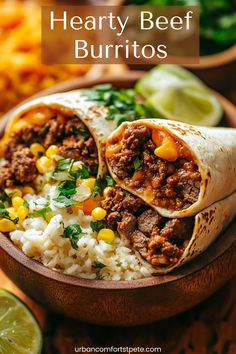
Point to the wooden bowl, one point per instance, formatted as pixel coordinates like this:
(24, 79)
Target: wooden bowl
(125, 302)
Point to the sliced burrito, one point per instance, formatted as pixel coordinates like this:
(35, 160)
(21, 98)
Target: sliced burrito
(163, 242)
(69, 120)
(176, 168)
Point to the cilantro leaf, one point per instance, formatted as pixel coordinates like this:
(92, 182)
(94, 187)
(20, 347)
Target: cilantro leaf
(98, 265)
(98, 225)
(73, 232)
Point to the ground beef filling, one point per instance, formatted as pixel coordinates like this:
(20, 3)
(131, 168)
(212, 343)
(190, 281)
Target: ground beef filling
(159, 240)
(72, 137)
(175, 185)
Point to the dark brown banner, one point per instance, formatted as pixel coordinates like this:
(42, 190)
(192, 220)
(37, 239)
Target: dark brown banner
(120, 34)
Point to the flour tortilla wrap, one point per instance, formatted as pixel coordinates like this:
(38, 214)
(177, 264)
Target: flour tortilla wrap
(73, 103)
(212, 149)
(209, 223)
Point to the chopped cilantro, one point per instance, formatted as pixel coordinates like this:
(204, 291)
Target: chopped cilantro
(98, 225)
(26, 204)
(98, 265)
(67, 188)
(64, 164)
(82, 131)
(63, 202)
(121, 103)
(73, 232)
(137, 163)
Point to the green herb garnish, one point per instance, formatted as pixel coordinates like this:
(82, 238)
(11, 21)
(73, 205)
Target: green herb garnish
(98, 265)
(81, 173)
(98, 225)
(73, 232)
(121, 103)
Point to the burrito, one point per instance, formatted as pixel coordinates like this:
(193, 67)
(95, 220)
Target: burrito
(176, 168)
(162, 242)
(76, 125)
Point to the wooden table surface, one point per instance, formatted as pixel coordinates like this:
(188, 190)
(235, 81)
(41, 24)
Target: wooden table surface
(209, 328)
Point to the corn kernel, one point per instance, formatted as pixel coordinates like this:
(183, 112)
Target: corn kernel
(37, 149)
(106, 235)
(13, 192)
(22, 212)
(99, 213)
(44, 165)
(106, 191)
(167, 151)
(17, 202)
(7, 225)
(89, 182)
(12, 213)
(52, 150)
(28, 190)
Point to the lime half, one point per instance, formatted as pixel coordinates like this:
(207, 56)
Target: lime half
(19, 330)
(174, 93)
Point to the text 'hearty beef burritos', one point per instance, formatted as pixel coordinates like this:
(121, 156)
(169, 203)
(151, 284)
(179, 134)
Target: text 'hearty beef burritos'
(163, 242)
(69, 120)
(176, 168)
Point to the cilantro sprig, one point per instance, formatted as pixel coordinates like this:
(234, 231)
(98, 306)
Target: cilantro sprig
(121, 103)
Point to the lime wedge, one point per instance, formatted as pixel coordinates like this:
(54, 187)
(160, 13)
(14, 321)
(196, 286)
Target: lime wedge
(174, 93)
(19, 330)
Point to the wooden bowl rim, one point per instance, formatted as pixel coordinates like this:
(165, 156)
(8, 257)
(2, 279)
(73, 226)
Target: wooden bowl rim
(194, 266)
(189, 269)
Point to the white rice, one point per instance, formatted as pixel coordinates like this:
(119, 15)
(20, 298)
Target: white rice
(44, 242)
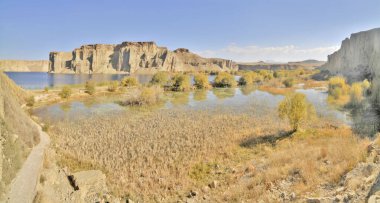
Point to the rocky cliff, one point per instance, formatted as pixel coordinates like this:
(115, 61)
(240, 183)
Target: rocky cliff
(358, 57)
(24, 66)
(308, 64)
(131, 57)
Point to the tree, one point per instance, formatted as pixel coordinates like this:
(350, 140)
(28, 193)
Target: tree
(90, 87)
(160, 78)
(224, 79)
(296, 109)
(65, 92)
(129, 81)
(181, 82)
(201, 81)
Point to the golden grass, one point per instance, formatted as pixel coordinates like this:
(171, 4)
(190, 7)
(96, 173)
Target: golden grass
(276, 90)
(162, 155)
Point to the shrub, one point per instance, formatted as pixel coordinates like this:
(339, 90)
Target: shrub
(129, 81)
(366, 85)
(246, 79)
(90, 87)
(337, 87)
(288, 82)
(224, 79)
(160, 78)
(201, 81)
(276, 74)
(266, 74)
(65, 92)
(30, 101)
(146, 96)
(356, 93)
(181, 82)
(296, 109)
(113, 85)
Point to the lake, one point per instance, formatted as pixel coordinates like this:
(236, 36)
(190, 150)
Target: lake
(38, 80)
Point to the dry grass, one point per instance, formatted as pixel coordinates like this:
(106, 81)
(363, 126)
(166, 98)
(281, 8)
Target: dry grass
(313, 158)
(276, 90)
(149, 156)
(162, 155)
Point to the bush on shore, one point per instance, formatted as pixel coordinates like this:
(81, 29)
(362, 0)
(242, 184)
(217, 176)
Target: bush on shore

==

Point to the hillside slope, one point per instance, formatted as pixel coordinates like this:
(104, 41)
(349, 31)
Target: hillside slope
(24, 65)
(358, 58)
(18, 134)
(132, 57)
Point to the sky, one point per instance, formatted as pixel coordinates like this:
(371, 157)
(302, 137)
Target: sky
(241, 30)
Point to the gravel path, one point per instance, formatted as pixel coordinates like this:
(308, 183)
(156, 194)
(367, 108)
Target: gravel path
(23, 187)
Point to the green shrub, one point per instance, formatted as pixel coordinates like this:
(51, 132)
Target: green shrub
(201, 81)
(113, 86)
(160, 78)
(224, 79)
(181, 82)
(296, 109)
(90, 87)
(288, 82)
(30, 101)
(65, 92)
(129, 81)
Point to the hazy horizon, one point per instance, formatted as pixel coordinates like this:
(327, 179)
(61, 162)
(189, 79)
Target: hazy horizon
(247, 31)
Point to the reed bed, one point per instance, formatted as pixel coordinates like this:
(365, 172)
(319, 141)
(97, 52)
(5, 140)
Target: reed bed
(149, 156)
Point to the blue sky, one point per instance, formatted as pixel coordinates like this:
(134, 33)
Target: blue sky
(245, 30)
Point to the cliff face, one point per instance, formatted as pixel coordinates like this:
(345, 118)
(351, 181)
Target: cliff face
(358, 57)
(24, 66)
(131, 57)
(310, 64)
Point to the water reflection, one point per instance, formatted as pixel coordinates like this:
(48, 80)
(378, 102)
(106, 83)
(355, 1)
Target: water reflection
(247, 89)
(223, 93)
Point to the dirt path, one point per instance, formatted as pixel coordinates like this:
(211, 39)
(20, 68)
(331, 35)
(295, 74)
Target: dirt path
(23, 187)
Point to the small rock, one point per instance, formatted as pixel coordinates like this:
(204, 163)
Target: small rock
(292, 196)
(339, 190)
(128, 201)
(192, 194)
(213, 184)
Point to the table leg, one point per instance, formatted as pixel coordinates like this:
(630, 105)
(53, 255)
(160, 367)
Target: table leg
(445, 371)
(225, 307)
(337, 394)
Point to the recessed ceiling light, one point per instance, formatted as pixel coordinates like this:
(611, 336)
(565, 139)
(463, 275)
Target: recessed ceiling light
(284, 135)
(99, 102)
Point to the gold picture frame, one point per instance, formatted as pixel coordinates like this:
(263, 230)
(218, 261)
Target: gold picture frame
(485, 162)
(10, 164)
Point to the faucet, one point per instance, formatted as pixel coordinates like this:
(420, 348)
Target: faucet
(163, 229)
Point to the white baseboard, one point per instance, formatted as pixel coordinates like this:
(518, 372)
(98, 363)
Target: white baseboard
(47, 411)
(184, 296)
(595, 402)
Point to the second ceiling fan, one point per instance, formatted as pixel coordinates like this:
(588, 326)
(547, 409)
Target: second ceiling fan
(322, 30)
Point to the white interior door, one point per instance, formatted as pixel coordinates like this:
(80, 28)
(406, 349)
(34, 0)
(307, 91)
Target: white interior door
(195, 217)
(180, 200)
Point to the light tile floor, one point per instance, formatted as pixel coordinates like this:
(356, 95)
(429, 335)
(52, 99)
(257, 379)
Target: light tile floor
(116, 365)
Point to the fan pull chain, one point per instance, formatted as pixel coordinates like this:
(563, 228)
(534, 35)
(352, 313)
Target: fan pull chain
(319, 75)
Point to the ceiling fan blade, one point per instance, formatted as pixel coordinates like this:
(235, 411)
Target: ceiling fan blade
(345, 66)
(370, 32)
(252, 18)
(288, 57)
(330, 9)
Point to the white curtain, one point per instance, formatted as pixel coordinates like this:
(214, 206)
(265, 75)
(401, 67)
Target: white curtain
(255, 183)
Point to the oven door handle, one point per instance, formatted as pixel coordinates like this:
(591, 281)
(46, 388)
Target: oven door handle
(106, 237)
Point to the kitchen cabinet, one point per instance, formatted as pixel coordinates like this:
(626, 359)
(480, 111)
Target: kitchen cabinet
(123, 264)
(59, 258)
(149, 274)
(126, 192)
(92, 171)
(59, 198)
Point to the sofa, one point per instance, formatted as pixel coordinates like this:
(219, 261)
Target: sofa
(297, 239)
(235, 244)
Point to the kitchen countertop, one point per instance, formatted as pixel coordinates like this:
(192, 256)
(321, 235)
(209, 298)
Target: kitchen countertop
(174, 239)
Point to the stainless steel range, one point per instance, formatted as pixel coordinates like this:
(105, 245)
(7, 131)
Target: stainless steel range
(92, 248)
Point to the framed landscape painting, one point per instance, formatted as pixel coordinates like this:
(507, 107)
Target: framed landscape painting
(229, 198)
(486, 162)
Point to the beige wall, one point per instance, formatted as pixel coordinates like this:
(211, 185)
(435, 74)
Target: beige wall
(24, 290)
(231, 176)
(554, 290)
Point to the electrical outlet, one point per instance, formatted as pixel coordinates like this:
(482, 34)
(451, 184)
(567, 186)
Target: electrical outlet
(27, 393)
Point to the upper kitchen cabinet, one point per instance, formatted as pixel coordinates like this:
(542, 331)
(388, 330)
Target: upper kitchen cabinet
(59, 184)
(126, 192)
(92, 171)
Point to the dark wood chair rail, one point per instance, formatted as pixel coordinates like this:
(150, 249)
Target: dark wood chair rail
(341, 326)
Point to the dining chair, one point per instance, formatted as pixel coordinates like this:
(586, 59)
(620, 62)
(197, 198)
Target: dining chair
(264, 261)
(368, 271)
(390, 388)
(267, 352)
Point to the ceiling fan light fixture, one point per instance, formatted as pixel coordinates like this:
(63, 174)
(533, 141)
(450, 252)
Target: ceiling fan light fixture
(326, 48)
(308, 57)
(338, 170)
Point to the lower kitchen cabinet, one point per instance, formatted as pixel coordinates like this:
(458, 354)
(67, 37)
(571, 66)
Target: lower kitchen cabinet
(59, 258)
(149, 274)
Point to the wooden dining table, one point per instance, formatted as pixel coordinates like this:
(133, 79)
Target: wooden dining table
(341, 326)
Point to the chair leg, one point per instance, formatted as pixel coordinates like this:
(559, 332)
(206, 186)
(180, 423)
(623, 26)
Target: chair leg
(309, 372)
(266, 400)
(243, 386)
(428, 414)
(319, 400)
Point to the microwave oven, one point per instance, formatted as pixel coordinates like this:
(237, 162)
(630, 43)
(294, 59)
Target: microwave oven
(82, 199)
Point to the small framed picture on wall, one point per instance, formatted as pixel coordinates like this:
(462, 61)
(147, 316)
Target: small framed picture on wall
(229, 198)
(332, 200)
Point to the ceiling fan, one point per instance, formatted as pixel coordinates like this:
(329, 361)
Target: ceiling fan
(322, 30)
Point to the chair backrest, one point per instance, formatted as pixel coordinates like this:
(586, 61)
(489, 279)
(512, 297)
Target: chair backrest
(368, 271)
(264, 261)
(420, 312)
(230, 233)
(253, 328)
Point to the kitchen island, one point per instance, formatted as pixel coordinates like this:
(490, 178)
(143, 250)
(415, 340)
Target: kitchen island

__PROBLEM DESCRIPTION__:
Gather each line from the listing above that holds "shore".

__YOUR SOLUTION__:
Point to the bush on shore, one point per instance, formatted as pixel coordinates like this:
Target: bush on shore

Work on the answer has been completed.